__Work instruction__:
What follows is a set of records; restate each one word for word and drop the pictures.

__Dataset content__:
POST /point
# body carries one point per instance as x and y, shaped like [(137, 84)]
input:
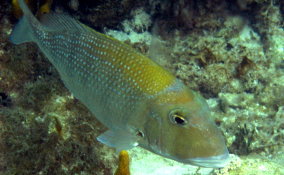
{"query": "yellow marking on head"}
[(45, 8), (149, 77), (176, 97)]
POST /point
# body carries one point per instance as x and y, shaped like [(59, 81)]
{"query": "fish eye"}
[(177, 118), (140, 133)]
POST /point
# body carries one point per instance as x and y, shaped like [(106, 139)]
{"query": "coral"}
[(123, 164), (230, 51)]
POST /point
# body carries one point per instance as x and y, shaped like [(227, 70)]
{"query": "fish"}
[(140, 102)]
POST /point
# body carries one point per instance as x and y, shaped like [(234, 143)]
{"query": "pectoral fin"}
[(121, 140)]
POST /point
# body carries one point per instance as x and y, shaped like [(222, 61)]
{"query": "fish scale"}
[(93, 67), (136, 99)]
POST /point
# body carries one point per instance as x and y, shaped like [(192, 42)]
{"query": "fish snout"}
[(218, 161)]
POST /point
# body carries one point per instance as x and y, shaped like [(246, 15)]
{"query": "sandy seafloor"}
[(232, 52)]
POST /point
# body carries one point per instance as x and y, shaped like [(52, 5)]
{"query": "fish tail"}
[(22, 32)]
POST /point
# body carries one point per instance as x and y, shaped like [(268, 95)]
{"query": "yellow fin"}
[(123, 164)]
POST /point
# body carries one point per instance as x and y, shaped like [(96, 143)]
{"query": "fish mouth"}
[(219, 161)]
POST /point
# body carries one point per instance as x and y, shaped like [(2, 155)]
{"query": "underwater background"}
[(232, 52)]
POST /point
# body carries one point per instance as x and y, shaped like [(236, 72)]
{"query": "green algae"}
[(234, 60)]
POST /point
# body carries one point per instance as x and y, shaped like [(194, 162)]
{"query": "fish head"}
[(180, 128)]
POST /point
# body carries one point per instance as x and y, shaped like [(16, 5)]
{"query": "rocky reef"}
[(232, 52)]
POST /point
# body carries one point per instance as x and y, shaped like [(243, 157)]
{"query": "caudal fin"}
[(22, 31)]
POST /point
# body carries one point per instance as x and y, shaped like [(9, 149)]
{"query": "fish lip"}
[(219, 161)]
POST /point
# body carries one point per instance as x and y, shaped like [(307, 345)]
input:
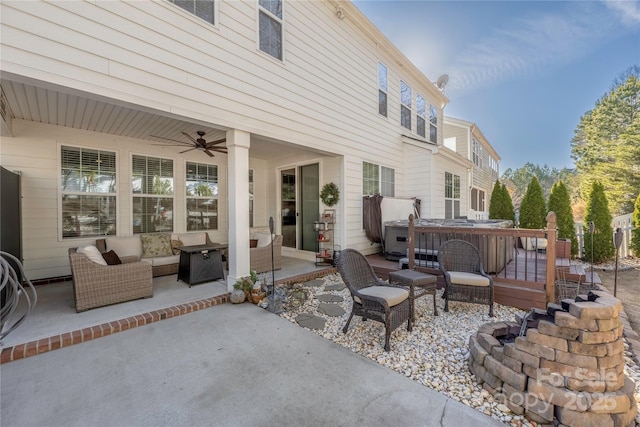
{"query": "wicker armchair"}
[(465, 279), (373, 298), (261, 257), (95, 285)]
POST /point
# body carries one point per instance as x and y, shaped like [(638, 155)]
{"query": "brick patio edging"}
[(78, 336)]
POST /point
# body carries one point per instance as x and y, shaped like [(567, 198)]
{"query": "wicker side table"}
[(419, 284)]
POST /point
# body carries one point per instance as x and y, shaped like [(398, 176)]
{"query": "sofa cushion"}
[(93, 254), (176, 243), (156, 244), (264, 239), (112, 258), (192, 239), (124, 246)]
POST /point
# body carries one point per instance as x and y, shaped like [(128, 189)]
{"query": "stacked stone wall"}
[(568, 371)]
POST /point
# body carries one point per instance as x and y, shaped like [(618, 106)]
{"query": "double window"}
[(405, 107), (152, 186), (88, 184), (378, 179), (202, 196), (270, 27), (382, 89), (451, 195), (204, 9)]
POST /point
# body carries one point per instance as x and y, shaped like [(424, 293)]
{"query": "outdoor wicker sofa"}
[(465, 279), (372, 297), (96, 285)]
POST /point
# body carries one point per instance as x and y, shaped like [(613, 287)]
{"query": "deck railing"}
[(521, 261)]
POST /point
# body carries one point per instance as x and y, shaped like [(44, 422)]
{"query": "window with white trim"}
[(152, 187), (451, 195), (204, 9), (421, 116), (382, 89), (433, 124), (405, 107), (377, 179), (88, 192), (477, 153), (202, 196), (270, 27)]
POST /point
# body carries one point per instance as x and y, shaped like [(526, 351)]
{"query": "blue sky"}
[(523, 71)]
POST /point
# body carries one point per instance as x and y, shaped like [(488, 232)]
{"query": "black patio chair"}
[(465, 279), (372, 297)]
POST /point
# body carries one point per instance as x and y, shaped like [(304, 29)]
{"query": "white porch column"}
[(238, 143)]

__Written response__:
POST /point
# body carries one point per instance as x and y, shaped like [(137, 84)]
input:
{"query": "yellow marking on head"}
[(45, 8), (149, 77), (176, 97)]
POST /point
# body carries one point per instance as x and y, shaped like [(59, 81)]
{"query": "fish eye"}
[(177, 118), (140, 133)]
POST /point
# body carries one point per instance as x and y, shaped like [(106, 139)]
{"query": "coral"}
[(123, 164), (230, 51)]
POST /point
# body carries one point per instance as x and y, shaped like [(227, 70)]
{"query": "fish"}
[(140, 102)]
POST /point
# body carries one point per instance as x and y, shaped like [(234, 143)]
{"query": "pectoral fin"}
[(121, 140)]
POST /point
# body carries one point per instance as x and y, shaped like [(222, 61)]
{"query": "fish scale"}
[(93, 67), (136, 99)]
POST /point
# body carries one point per instance as x and y, shaped like [(192, 42)]
{"query": "fish snout"}
[(218, 161)]
POST /point
# body carries one point per instance as x and y, shaped like [(246, 15)]
{"query": "sandy seafloor"}
[(232, 52)]
POST /point
# body carries one point per instance as x and y, shaped like [(52, 5)]
{"query": "fish tail"}
[(22, 32)]
POST /point
# body carries one point per instance as x and y, shaped like [(268, 95)]
{"query": "yellow fin"}
[(123, 164)]
POST /point
# body carries one point per instance as x and y, shaped like [(96, 143)]
{"query": "fish mouth"}
[(219, 161)]
POST /point
# body carries one point per instance as x and y, shaped like [(2, 155)]
{"query": "underwater background"}
[(232, 52)]
POST /point
# body carries one point per instance as x and y, shaped like [(236, 72)]
{"query": "green algae"}
[(234, 60)]
POST /point
# body carries one point per instance as x and y, shaped like [(194, 162)]
{"query": "fish head"}
[(180, 128)]
POST /point
# body carries one point per instance as x and y, shaped like [(16, 5)]
{"query": "rocky reef"}
[(232, 52)]
POST /point
# body carries one point per instance as x and y, shaped like [(243, 157)]
{"query": "caudal fin"}
[(22, 31)]
POST /point
# body carries one point per instance as x and y, shaped like [(9, 149)]
{"query": "fish lip"}
[(219, 161)]
POST /point
# body carries one point per instance as x and y, shaped like [(307, 345)]
input:
{"query": "wicker armchair"}
[(465, 279), (373, 298), (261, 257), (95, 285)]
POST /point
# body carries one point per instance as x and y, shaped like [(638, 155)]
{"query": "brick patio edging"}
[(78, 336)]
POST /point
# body carries one point per instance as x and y, shaped like [(567, 198)]
{"query": "wicker side table"}
[(419, 284)]
POST /point
# body carries one point per instance as x and y, shaped like [(398, 176)]
{"query": "sofa cushion"}
[(93, 254), (176, 243), (156, 244), (264, 239), (112, 258), (192, 239), (124, 246)]
POST /point
# body carries one point per instance as x and y, shaped like [(128, 189)]
{"query": "stacked stone wall"}
[(568, 371)]
POST /point
# body carries one point per instance as x and y, shaped like [(618, 106)]
{"query": "double window"}
[(405, 107), (152, 186), (88, 184), (378, 179), (202, 196), (270, 27), (382, 89), (451, 195), (204, 9)]
POST /point
# body carries one point per instance as x and y, shaped like [(424, 293)]
{"query": "outdoor wicker sofa"}
[(465, 279), (372, 297), (96, 285)]
POST /point
# body carries one point per instance as x and y, shaped like [(613, 287)]
{"query": "deck railing"}
[(521, 261)]
POST /point
# body carries one point per instance as x and y, shaped like [(44, 422)]
{"query": "window with white trim"}
[(152, 187), (451, 195), (204, 9), (421, 116), (382, 89), (433, 124), (405, 107), (377, 179), (88, 192), (477, 153), (202, 196), (270, 27)]
POST /point
# body carries one point per instance as x and y, shaped like [(526, 351)]
{"query": "blue sky"}
[(523, 71)]
POST /point
# body carries one point per instance as x and y, shaped like [(488, 232)]
{"query": "black patio chair"}
[(465, 279), (372, 297)]
POST /point
# body carries one point per instance as x and y, shaped like [(304, 29)]
{"query": "white porch column"}
[(238, 143)]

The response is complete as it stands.